* _Exercise directions_
Copy the lines below word for word, leaving out the pictures.

* _Extracted data_
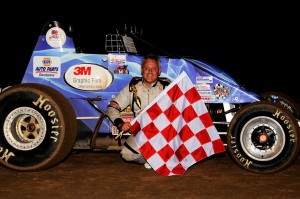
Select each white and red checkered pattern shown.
[130,72,225,176]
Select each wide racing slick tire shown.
[0,83,77,171]
[226,101,300,173]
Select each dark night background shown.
[0,2,300,100]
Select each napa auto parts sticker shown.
[32,56,61,78]
[64,64,113,91]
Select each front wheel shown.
[227,101,300,173]
[0,84,77,171]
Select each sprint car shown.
[0,20,300,173]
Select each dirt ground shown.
[0,150,300,199]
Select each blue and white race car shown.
[0,20,300,173]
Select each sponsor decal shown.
[64,64,113,91]
[108,54,126,64]
[46,27,67,48]
[196,76,213,84]
[101,55,108,62]
[198,91,213,97]
[195,84,210,91]
[32,56,61,78]
[214,84,230,99]
[114,65,129,74]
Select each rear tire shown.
[0,83,77,171]
[226,101,300,173]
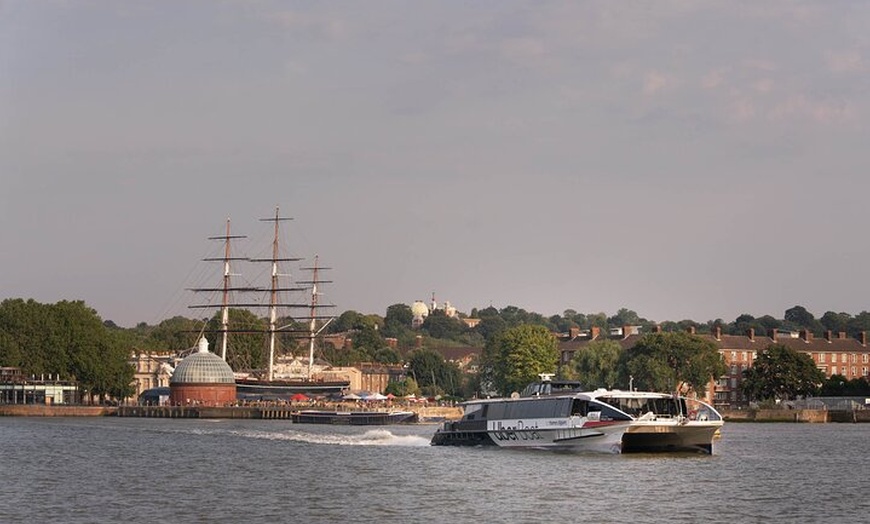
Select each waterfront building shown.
[129,351,181,398]
[169,337,236,406]
[0,367,81,405]
[559,326,870,409]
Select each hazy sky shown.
[0,0,870,326]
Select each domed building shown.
[411,300,429,329]
[169,337,236,406]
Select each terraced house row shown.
[559,326,870,409]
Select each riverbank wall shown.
[720,409,870,424]
[0,404,462,423]
[0,404,118,417]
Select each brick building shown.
[559,326,870,409]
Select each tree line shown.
[0,299,870,398]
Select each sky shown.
[0,0,870,327]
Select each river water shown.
[0,417,870,524]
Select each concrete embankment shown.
[0,404,462,422]
[721,409,870,423]
[0,404,118,417]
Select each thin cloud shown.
[643,71,678,96]
[827,51,867,73]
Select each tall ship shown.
[431,375,723,453]
[190,208,350,400]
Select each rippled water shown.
[0,418,870,523]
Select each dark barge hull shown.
[431,420,496,446]
[236,380,350,399]
[291,411,418,426]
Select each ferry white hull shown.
[487,422,628,453]
[432,417,630,453]
[622,419,723,453]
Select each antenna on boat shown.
[538,373,556,382]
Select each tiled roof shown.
[559,334,870,353]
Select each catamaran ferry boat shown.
[589,389,725,453]
[431,376,723,453]
[431,381,633,453]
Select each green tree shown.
[474,316,508,342]
[0,299,133,398]
[566,340,624,389]
[819,311,852,333]
[741,344,825,400]
[421,309,467,340]
[623,331,727,393]
[481,324,559,393]
[408,348,462,395]
[374,347,402,364]
[785,306,822,333]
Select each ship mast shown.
[251,206,306,382]
[299,255,335,380]
[189,218,258,361]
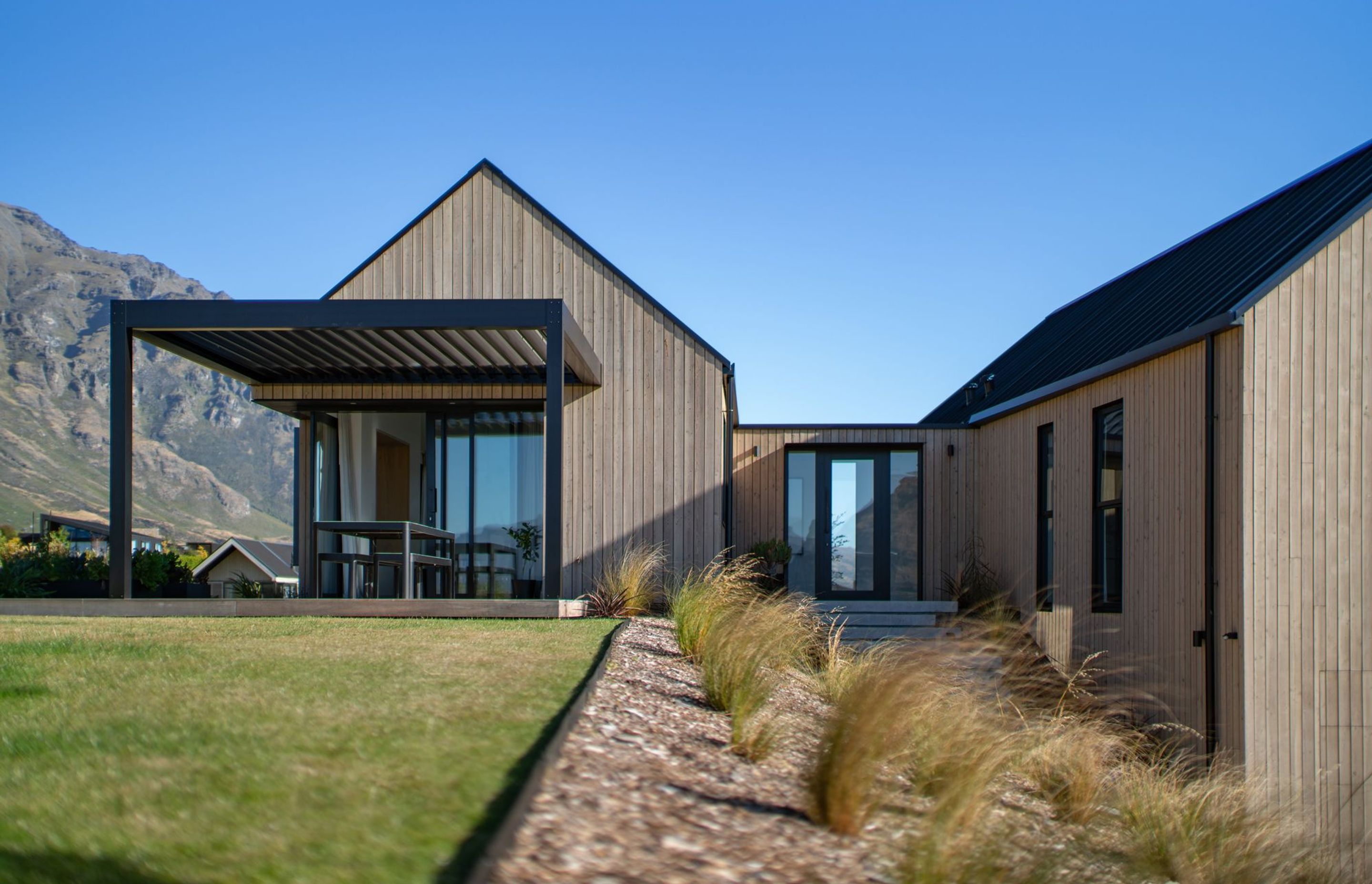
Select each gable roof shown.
[925,141,1372,424]
[191,537,299,582]
[324,159,730,371]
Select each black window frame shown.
[1035,423,1057,611]
[1091,400,1125,613]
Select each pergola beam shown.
[110,301,133,599]
[110,298,601,599]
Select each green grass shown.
[0,618,615,884]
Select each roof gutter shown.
[967,310,1243,425]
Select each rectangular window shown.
[1091,402,1124,612]
[786,452,817,596]
[1035,424,1054,611]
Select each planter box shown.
[161,583,210,599]
[42,581,110,599]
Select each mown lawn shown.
[0,618,613,884]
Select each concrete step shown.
[815,599,958,615]
[829,611,938,627]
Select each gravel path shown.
[493,619,890,884]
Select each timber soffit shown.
[118,298,601,386]
[321,159,731,371]
[925,141,1372,425]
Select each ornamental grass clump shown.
[585,542,667,618]
[668,554,759,659]
[694,596,812,761]
[808,648,925,834]
[1114,763,1350,884]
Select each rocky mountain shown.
[0,203,293,540]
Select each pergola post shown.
[110,301,133,599]
[543,301,566,599]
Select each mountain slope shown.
[0,203,293,540]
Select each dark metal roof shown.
[115,299,601,384]
[925,141,1372,424]
[192,537,299,579]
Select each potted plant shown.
[505,522,543,599]
[748,537,790,592]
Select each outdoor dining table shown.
[314,520,457,599]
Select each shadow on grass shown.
[0,848,196,884]
[434,629,619,884]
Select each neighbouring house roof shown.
[925,141,1372,424]
[324,159,731,371]
[191,537,301,583]
[39,512,161,543]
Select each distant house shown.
[191,537,301,599]
[19,512,162,553]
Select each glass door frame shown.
[781,442,929,601]
[421,400,550,599]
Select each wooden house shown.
[111,144,1372,845]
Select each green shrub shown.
[229,571,262,599]
[582,541,667,616]
[748,537,790,592]
[0,556,48,599]
[81,552,110,581]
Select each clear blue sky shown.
[0,1,1372,422]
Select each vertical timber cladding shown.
[318,163,726,594]
[1243,213,1372,864]
[733,424,977,599]
[977,330,1243,753]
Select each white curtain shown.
[339,412,376,552]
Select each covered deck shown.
[107,299,601,601]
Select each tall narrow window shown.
[1035,424,1054,611]
[1091,402,1124,612]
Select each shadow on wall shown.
[996,562,1207,751]
[0,850,191,884]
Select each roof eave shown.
[967,310,1243,427]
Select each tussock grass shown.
[1019,718,1136,824]
[585,541,667,618]
[668,553,759,659]
[696,596,812,761]
[808,648,925,834]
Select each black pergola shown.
[110,298,601,599]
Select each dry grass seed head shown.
[585,541,667,616]
[808,646,923,834]
[1115,764,1347,884]
[694,596,811,758]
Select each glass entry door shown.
[425,403,543,599]
[785,446,923,601]
[815,452,890,600]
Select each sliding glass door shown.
[425,408,543,599]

* _Final answer_
Select each white and red checkered pattern shown.
[130,72,225,176]
Select each wide racing slick tire shown.
[0,83,77,171]
[226,101,300,173]
Select each dark night background shown.
[0,2,300,100]
Select each napa auto parts sticker shown.
[32,56,61,78]
[64,64,113,91]
Select each front wheel shown.
[227,101,300,173]
[0,84,77,171]
Select each sprint car shown.
[0,20,300,173]
Select each dirt ground shown.
[0,150,300,199]
Select each blue and white race car shown.
[0,20,300,173]
Select each sponsor decal shown.
[64,64,113,91]
[108,54,126,64]
[46,27,67,48]
[196,76,213,84]
[101,55,108,62]
[198,91,213,97]
[195,84,210,91]
[32,56,61,78]
[214,84,230,99]
[114,65,129,74]
Select each rear tire shown.
[0,83,77,171]
[226,101,300,173]
Select each waterfront building shown.
[129,351,181,398]
[169,337,236,406]
[0,367,81,405]
[559,326,870,409]
Select each hazy sky shown.
[0,0,870,326]
Select each domed building shown.
[411,300,429,329]
[169,337,236,406]
Select each terraced house row shown.
[559,326,870,409]
Select each riverbank wall shown.
[720,409,870,424]
[0,404,462,423]
[0,404,118,417]
Select each brick building shown.
[559,326,870,409]
Select each tree line shown.
[0,299,870,398]
Select each sky shown.
[0,0,870,327]
Select each river water shown.
[0,417,870,524]
Select each concrete embankment shown.
[0,404,462,422]
[721,409,870,423]
[0,404,118,417]
Select each thin cloud shown.
[643,71,678,96]
[827,51,867,73]
Select each tall ship shown.
[431,375,723,453]
[190,208,350,400]
Select each rippled water shown.
[0,418,870,523]
Select each dark barge hull shown.
[431,420,496,446]
[236,380,350,399]
[291,411,418,426]
Select each ferry white hull shown.
[487,422,628,453]
[432,417,630,453]
[622,419,723,453]
Select each antenna on boat shown.
[538,373,556,382]
Select each tiled roof shown.
[559,334,870,353]
Select each catamaran ferry boat shown.
[589,389,725,453]
[431,376,723,453]
[431,381,633,453]
Select each green tree shown.
[474,316,508,342]
[0,299,133,398]
[566,340,624,389]
[819,311,852,333]
[741,344,825,400]
[421,309,467,340]
[623,331,727,393]
[481,324,559,393]
[408,348,462,395]
[374,347,402,364]
[785,306,822,333]
Select each ship mast shown.
[251,206,306,382]
[299,255,335,380]
[189,218,258,361]
Select each gable roof shown.
[925,141,1372,424]
[191,537,299,582]
[324,159,730,371]
Select each black window frame shown.
[1035,423,1057,611]
[1091,400,1125,613]
Select each pergola beam shown.
[110,301,133,599]
[110,298,601,599]
Select each green grass shown.
[0,618,615,884]
Select each roof gutter shown.
[967,310,1243,425]
Select each rectangular window shown.
[1091,402,1124,612]
[786,452,817,596]
[1035,424,1054,611]
Select each planter box shown.
[161,583,210,599]
[42,581,110,599]
Select each mown lawn shown.
[0,618,613,884]
Select each concrete step shown.
[815,599,958,615]
[829,611,938,627]
Select each gravel path shown.
[493,619,890,884]
Select each timber soffit shown.
[118,298,601,386]
[321,159,731,371]
[925,141,1372,425]
Select each ornamental grass clump shown.
[585,542,667,618]
[668,554,759,659]
[694,596,812,761]
[808,648,925,834]
[1114,763,1350,884]
Select each rocky mountain shown.
[0,203,293,540]
Select each pergola post shown.
[110,301,133,599]
[543,301,566,599]
Select each mountain slope shown.
[0,203,293,540]
Select each dark metal roof shown.
[115,299,601,384]
[925,141,1372,424]
[192,537,299,579]
Select each potted plant shown.
[505,522,543,599]
[748,537,790,592]
Select each outdoor dining table shown.
[314,520,457,599]
Select each shadow on grass shown.
[0,848,196,884]
[434,629,619,884]
Select each neighbouring house roof shown.
[925,141,1372,424]
[324,159,731,371]
[191,537,301,583]
[39,512,161,543]
Select each distant house shown.
[191,537,301,599]
[19,512,162,553]
Select each glass door frame shown.
[781,442,929,601]
[421,400,550,599]
Select each wooden house shown.
[111,144,1372,845]
Select each green shrub shown.
[229,571,262,599]
[582,541,667,616]
[748,537,790,592]
[0,556,48,599]
[81,552,110,581]
Select each clear blue sky shown.
[0,1,1372,422]
Select each vertical timber cladding shown.
[318,163,726,594]
[1243,213,1372,864]
[733,424,977,599]
[977,330,1243,753]
Select each white curtain shown.
[339,412,376,552]
Select each covered deck shown.
[107,299,601,601]
Select each tall narrow window shown.
[1035,424,1054,611]
[1091,402,1124,612]
Select each shadow on wall shown.
[996,562,1207,751]
[0,850,191,884]
Select each roof eave shown.
[967,310,1243,427]
Select each tussock grass shown.
[1019,718,1136,824]
[585,541,667,618]
[668,553,759,659]
[696,596,812,761]
[808,648,925,834]
Select each black pergola shown.
[110,298,601,599]
Select each dry grass seed head shown.
[585,541,667,616]
[808,646,923,834]
[1115,764,1347,884]
[694,596,811,758]
Select each glass entry door shown.
[425,403,543,599]
[785,446,923,601]
[815,452,890,600]
Select each sliding glass door shown.
[425,408,543,599]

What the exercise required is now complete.